(Task prompt): Count the lines in the rows below that contain the string "image", treating uppercase and lowercase as different. Give only the number.

### Exercise data ###

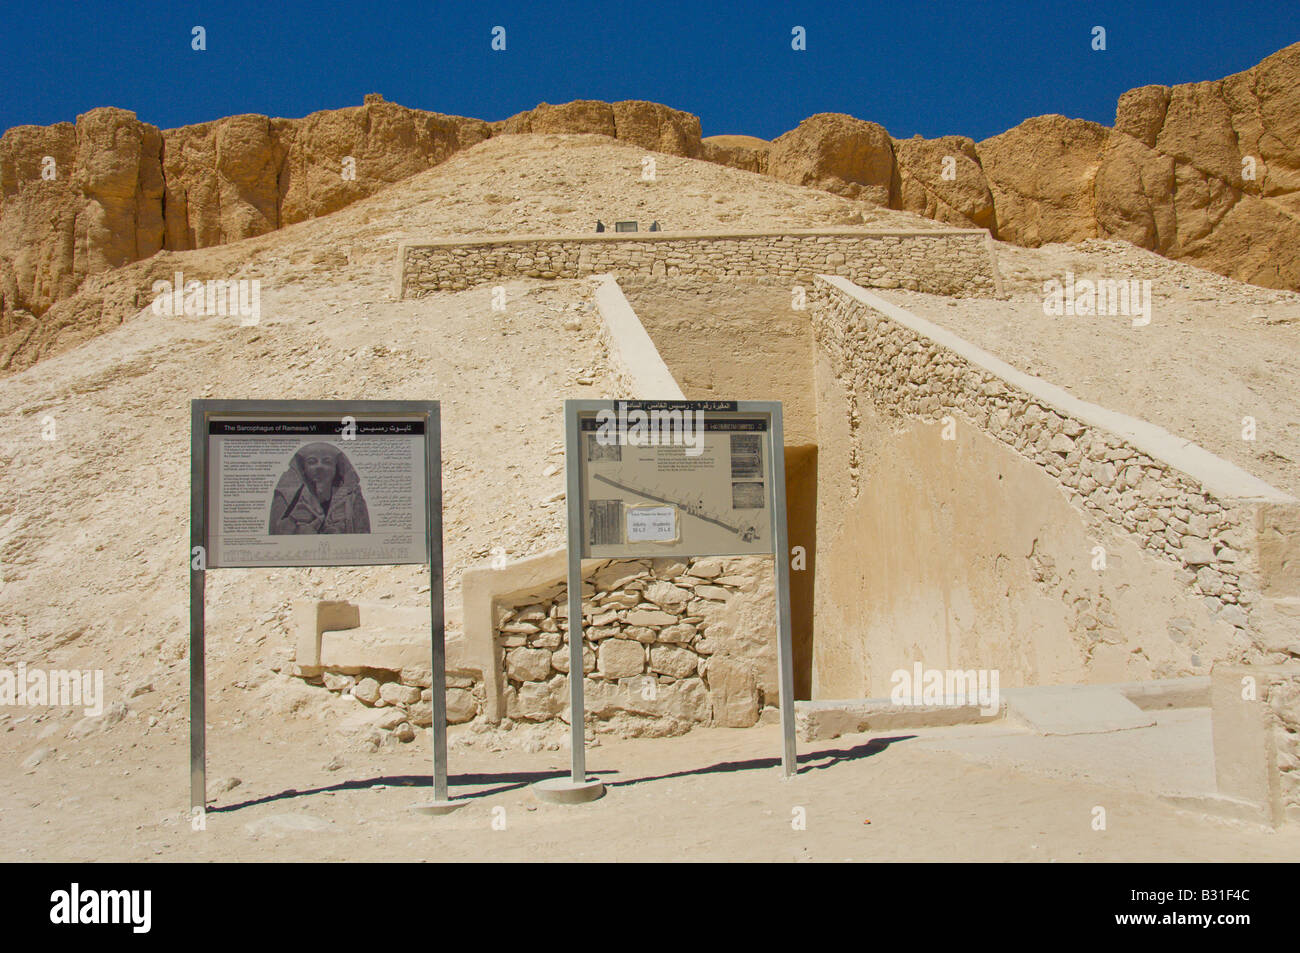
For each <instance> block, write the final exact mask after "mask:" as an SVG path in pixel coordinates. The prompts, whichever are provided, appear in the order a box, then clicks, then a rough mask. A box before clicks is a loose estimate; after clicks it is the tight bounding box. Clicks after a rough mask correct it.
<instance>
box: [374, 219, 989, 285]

###
### Exercise data ###

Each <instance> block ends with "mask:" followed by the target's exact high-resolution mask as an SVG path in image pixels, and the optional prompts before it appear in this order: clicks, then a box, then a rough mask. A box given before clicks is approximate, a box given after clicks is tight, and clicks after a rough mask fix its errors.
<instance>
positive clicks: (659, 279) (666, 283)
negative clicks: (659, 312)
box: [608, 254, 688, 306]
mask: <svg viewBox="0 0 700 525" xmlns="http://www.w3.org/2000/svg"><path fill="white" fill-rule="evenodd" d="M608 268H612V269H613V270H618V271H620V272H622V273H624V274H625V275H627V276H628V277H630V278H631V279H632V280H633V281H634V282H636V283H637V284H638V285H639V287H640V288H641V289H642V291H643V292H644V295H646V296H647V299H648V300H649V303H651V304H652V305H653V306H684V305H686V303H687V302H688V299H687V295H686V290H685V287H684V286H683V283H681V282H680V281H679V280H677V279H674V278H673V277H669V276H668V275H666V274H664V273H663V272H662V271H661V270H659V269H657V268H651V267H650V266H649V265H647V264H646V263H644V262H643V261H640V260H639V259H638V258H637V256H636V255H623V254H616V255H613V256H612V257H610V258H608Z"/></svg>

###
### Exercise data ###

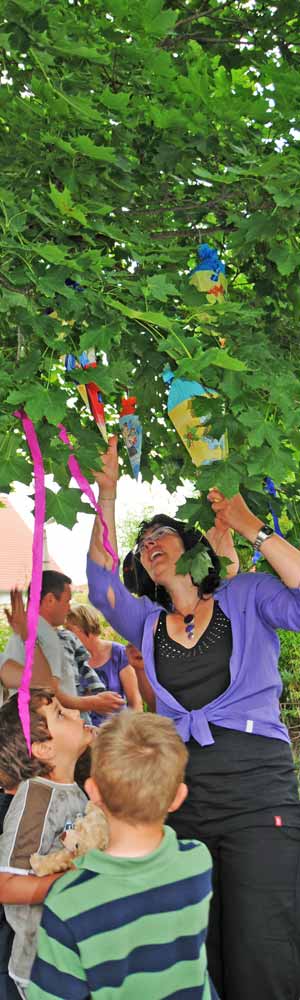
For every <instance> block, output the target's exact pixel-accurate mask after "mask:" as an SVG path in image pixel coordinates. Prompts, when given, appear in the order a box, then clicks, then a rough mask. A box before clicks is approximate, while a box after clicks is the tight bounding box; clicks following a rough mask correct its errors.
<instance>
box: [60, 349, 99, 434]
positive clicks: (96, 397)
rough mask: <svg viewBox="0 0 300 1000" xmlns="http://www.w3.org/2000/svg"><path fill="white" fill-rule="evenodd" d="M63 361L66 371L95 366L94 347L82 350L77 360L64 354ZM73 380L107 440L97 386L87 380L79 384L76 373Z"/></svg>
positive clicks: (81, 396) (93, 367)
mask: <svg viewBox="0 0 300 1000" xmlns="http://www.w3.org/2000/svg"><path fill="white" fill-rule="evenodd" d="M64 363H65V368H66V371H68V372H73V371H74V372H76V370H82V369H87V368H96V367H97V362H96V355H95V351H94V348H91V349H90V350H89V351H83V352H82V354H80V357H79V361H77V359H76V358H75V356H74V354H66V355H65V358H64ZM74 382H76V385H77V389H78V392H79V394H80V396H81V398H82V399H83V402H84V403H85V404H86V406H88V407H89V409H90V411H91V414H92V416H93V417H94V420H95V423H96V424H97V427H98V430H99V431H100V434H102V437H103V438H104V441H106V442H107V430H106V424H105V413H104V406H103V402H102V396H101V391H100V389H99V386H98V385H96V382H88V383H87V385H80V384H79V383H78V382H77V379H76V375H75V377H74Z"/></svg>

###

(Answer below): 2